[begin THE INPUT]

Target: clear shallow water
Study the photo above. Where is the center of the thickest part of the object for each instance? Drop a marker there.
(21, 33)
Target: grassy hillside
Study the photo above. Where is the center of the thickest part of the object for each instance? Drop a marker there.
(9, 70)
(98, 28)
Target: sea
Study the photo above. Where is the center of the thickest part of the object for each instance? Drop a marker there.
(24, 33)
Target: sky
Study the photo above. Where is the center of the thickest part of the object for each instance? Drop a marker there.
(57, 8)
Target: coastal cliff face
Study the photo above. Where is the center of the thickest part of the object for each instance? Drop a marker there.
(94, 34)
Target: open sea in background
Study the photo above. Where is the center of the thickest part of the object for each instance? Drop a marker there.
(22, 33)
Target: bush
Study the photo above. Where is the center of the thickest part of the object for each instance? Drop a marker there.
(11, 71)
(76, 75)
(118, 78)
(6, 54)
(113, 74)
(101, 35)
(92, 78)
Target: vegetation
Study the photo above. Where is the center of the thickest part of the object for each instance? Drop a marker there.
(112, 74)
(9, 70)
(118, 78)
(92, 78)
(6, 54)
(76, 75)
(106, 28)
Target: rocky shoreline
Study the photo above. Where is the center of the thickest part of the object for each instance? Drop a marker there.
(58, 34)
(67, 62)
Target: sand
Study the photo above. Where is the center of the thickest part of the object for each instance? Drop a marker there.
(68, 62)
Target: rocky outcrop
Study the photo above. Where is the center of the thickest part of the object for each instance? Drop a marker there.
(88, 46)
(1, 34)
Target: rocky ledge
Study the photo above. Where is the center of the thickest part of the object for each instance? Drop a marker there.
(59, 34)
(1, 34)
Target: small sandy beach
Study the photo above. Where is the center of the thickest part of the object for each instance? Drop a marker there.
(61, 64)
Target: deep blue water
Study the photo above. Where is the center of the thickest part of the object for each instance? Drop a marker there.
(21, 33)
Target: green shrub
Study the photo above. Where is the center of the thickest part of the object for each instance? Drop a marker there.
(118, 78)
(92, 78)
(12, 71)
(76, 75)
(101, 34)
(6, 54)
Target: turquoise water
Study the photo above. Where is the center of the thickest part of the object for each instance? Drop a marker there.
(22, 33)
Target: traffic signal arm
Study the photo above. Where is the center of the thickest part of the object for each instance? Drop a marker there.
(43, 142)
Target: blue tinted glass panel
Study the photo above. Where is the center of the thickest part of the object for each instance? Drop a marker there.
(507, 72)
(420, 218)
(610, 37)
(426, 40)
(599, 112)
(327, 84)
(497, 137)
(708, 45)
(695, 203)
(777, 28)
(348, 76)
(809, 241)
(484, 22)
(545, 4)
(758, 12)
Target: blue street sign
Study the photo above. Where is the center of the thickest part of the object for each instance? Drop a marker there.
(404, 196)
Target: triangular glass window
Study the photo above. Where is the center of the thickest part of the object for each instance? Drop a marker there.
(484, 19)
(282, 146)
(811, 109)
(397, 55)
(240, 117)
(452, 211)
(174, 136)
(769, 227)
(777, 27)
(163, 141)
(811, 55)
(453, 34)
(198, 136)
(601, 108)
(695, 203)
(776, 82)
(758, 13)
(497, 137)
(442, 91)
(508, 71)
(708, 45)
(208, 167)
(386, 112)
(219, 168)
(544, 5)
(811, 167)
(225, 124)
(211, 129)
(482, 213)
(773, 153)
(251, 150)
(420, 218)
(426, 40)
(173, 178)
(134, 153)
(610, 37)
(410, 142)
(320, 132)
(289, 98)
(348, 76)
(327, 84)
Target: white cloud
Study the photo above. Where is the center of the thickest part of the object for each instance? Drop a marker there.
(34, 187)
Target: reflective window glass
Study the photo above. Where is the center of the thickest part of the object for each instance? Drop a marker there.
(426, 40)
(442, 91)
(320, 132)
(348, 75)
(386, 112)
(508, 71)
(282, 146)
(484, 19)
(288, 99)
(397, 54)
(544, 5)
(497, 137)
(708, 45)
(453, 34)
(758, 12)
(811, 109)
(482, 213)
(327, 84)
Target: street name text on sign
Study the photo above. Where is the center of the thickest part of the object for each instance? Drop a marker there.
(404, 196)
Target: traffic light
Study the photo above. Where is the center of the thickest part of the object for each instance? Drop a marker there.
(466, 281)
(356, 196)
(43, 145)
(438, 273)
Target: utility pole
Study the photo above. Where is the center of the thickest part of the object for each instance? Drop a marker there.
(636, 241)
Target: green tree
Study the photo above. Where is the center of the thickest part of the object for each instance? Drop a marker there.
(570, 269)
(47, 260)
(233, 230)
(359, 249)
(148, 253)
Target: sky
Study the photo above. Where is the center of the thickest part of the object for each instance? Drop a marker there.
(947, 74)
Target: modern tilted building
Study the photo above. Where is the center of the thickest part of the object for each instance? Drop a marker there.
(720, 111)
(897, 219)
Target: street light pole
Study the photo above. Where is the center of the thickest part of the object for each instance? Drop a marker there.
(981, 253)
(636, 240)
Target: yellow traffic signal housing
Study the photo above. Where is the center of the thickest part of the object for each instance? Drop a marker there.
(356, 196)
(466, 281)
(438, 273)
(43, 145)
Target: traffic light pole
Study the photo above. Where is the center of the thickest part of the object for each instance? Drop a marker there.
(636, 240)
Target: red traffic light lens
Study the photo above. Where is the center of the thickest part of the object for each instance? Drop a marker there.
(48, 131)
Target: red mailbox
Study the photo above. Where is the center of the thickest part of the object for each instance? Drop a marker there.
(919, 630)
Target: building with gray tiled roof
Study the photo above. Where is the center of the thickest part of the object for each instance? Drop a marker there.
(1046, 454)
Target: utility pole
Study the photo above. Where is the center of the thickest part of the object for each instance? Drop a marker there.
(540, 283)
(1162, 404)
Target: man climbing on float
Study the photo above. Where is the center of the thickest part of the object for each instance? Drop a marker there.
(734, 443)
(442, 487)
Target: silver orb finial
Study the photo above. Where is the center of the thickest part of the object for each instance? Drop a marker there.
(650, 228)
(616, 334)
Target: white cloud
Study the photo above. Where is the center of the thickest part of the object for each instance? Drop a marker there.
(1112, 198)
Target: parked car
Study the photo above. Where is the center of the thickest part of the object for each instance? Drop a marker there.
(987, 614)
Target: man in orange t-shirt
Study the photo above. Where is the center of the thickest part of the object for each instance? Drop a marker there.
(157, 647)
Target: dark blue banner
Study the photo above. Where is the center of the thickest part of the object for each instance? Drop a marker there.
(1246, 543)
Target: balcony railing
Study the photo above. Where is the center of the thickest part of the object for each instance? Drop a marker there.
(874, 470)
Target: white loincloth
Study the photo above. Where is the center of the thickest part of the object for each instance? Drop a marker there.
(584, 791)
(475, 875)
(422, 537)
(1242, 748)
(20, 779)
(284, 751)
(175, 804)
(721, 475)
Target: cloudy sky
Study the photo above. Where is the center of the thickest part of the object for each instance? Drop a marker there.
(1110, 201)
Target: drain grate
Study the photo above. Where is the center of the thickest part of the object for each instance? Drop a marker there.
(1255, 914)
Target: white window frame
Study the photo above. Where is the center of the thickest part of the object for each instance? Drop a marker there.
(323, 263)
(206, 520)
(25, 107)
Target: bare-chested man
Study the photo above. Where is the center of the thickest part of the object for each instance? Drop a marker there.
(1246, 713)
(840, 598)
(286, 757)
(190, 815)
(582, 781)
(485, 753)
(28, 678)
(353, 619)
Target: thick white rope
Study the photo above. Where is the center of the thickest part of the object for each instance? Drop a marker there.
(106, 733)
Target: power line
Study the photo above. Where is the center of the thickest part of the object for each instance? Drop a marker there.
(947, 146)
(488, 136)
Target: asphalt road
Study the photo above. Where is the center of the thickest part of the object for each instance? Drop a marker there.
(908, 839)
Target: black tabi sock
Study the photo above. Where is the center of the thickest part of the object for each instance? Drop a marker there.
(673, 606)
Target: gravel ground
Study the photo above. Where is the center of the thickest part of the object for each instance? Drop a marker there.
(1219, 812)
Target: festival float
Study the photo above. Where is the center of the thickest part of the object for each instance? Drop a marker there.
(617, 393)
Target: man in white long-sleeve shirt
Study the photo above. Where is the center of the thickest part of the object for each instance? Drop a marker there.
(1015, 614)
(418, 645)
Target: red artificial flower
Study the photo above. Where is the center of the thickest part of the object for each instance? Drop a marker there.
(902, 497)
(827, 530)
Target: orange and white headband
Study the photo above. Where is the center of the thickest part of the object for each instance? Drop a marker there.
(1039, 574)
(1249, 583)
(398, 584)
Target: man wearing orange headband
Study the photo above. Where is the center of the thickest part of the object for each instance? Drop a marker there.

[end THE INPUT]

* DIRECTIONS FOR THIS TASK
Print the line containing "Target: bare-chested man" and every line after it to the end of the records above, exactly as written, and nothing else.

* EXERCISE SOLUTION
Target: bare-chested man
Study the photo above. Where is the center of the thickest part of the object for each instance? Drop a marker there.
(1246, 713)
(840, 598)
(286, 757)
(190, 815)
(582, 781)
(485, 753)
(28, 678)
(353, 619)
Target: thick white rope
Study the photo above. Where is the center of the thickest part of the object for each instance? Drop a marker there.
(106, 733)
Target: power line
Study the photo above. Where is the center of the thickest part of the object for each instance? Drop a marker there.
(947, 146)
(488, 136)
Target: asphalt road
Study the photo above. Where is the center of the thickest part of the object for each instance? Drop a marker there.
(908, 839)
Target: black tabi sock
Study the photo above. Where is the center of the thickest part of the object for each instance? Drop a marker there.
(673, 606)
Target: gravel ground
Study the photo above. Where is the center of the thickest part of the object for each instance? Drop a marker there.
(1219, 812)
Target: festival float
Study the photo above. Where is the center of the thickest part of the object for each instance? Drop a marker there.
(617, 393)
Target: man in white long-sleeve shirt
Study the photo above. Where is the center of the thickest part of the object for each instance? Drop a marker there.
(1015, 614)
(418, 645)
Target: red artificial flower
Study the photo above. Where is the center of the thickest part of the object for each instance? Drop a marker there.
(902, 497)
(827, 530)
Target: orange and white headband
Study the photo above. Where is the center of the thickest part of the object for each instance? Drop a marker there.
(1039, 574)
(1249, 583)
(398, 584)
Target: man wearing orange headband
Study the photo above. Where is the center of the thickest part of the object for each instance? Drop a marker there.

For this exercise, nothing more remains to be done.